** DATA SUPPLIED **

__________

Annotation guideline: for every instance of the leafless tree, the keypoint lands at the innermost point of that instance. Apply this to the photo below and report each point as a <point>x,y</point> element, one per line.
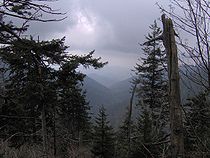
<point>192,18</point>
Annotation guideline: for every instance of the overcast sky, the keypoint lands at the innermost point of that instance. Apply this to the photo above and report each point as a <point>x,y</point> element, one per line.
<point>112,27</point>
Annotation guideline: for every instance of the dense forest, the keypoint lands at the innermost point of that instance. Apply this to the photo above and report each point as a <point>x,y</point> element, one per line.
<point>44,110</point>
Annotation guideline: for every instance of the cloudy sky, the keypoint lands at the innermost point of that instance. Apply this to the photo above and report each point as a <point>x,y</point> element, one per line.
<point>112,27</point>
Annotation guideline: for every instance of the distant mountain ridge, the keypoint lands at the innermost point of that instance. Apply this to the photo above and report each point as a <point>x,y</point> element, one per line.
<point>115,98</point>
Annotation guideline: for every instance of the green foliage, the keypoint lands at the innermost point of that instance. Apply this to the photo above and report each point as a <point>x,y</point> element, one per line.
<point>152,124</point>
<point>197,136</point>
<point>103,137</point>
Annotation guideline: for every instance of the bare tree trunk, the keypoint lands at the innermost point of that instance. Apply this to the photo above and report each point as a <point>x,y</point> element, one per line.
<point>176,124</point>
<point>44,132</point>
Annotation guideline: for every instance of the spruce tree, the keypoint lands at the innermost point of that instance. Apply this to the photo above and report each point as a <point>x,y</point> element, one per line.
<point>103,138</point>
<point>197,136</point>
<point>152,89</point>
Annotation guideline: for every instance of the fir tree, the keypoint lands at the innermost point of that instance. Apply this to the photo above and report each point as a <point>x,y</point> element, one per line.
<point>152,91</point>
<point>197,123</point>
<point>103,138</point>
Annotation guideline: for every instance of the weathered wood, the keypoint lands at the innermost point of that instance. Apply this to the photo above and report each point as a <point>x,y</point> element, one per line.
<point>176,124</point>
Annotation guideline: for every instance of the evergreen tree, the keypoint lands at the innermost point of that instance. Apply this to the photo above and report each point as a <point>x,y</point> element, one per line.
<point>152,91</point>
<point>197,137</point>
<point>103,138</point>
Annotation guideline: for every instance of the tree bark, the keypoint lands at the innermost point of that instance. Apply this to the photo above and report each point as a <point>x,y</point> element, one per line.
<point>176,124</point>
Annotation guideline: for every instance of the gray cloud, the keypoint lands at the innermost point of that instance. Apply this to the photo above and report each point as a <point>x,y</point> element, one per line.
<point>113,28</point>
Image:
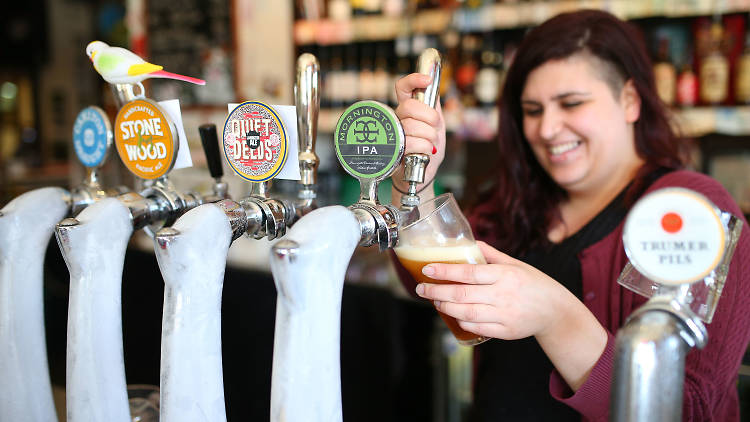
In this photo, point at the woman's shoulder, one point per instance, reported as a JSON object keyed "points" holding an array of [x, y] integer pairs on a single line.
{"points": [[701, 183]]}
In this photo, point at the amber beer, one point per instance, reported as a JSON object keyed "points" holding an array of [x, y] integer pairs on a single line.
{"points": [[413, 257]]}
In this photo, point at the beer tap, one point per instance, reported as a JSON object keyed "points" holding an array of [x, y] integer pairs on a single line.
{"points": [[210, 143], [369, 142], [259, 215], [684, 284], [26, 391], [192, 253], [357, 151]]}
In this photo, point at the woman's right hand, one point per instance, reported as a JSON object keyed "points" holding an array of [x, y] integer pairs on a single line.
{"points": [[424, 128]]}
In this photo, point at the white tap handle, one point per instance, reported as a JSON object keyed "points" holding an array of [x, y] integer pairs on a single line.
{"points": [[94, 250], [26, 224], [192, 257], [306, 380]]}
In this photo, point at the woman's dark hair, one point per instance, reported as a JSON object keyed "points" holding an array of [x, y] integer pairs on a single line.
{"points": [[525, 202]]}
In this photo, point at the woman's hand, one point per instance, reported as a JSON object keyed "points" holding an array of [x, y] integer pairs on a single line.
{"points": [[509, 299], [424, 127]]}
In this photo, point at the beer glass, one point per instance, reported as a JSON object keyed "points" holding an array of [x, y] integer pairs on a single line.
{"points": [[440, 234]]}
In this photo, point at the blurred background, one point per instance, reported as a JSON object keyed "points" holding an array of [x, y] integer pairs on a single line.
{"points": [[245, 50]]}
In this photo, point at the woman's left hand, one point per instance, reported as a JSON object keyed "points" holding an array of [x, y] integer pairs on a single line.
{"points": [[506, 298]]}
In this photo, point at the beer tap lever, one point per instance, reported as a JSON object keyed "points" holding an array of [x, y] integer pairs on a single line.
{"points": [[307, 101], [210, 143], [429, 63]]}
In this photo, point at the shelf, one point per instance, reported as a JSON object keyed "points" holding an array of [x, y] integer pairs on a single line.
{"points": [[480, 124], [495, 16]]}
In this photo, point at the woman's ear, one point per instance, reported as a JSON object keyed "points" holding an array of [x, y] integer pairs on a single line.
{"points": [[631, 101]]}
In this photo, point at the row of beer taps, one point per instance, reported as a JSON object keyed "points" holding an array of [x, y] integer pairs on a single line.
{"points": [[192, 234]]}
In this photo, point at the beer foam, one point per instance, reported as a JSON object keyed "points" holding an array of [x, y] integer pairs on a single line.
{"points": [[464, 253]]}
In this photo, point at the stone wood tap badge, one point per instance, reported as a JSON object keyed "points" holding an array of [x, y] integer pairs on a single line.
{"points": [[255, 141], [145, 138], [674, 236]]}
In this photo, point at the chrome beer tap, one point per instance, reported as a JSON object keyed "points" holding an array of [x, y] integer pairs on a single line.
{"points": [[684, 284], [357, 148], [259, 215], [310, 263], [210, 143], [192, 253]]}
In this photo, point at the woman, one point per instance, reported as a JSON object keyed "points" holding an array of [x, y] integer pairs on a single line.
{"points": [[582, 136]]}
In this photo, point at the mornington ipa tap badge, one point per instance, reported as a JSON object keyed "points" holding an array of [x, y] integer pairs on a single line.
{"points": [[674, 236], [255, 141], [92, 136], [145, 138], [369, 140]]}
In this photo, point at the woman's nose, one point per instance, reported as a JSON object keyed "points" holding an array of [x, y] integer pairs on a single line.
{"points": [[550, 125]]}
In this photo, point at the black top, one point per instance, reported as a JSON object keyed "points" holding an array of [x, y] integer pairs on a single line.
{"points": [[512, 379]]}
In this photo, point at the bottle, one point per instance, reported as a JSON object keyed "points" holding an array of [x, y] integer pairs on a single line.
{"points": [[742, 75], [466, 72], [487, 85], [381, 78], [687, 87], [665, 75], [714, 68]]}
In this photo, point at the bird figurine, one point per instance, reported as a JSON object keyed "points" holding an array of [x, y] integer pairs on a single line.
{"points": [[121, 66]]}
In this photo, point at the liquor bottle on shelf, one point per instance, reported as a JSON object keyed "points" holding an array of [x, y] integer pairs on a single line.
{"points": [[466, 72], [687, 86], [366, 83], [382, 86], [664, 74], [350, 76], [742, 75], [401, 66], [714, 68], [334, 79], [340, 10], [487, 85]]}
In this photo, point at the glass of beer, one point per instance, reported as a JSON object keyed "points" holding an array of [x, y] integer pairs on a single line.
{"points": [[441, 234]]}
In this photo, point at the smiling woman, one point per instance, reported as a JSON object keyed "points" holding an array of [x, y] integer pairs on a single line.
{"points": [[583, 135]]}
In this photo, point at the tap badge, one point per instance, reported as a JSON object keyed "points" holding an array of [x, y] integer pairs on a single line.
{"points": [[369, 140], [255, 141], [145, 139], [674, 236], [92, 136]]}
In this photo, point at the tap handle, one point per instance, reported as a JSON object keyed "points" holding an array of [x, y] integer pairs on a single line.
{"points": [[307, 100], [429, 63], [211, 148]]}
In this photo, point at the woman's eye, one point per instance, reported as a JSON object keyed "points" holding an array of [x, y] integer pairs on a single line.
{"points": [[571, 104]]}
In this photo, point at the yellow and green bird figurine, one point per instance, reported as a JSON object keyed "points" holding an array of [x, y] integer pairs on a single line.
{"points": [[121, 66]]}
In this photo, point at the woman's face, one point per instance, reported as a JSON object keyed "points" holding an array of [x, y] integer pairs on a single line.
{"points": [[580, 131]]}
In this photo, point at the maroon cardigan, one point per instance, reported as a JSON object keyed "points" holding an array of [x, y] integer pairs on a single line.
{"points": [[710, 373]]}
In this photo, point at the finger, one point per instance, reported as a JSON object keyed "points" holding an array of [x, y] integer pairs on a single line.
{"points": [[406, 85], [417, 110], [456, 293], [419, 129], [470, 312], [463, 273], [493, 256], [418, 145], [487, 329]]}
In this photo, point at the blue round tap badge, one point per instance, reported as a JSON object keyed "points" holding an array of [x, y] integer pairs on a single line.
{"points": [[92, 136]]}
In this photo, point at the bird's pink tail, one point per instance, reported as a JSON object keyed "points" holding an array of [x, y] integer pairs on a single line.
{"points": [[170, 75]]}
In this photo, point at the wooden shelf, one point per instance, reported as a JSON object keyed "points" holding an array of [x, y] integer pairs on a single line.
{"points": [[481, 123], [496, 16]]}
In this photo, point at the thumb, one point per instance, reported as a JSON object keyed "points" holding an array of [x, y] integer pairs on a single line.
{"points": [[493, 256]]}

__________

** INSTRUCTION **
Express the lines of the items above as a JSON list of strings, one string per line with blank lines left out, starting at the line containing "In this photo, point at the bird's" and running through the end of the items.

** TASK RESPONSE **
[
  "In this photo, point at the bird's pink tail, one point per instance, reported as a JSON object keyed \"points\" holding an array of [x, y] integer pairs on a single line.",
  "{\"points\": [[170, 75]]}",
  "In this photo, point at the wooden shelf, one point per instance, reported as a JSON object keyed \"points\" holding an array of [x, y] integer pairs on a single line.",
  "{\"points\": [[481, 123], [496, 16]]}",
  "In this photo, point at the thumb, one point per instance, reported as a JSON object keyed \"points\" holding an array of [x, y] integer pairs on a single line.",
  "{\"points\": [[493, 256]]}"
]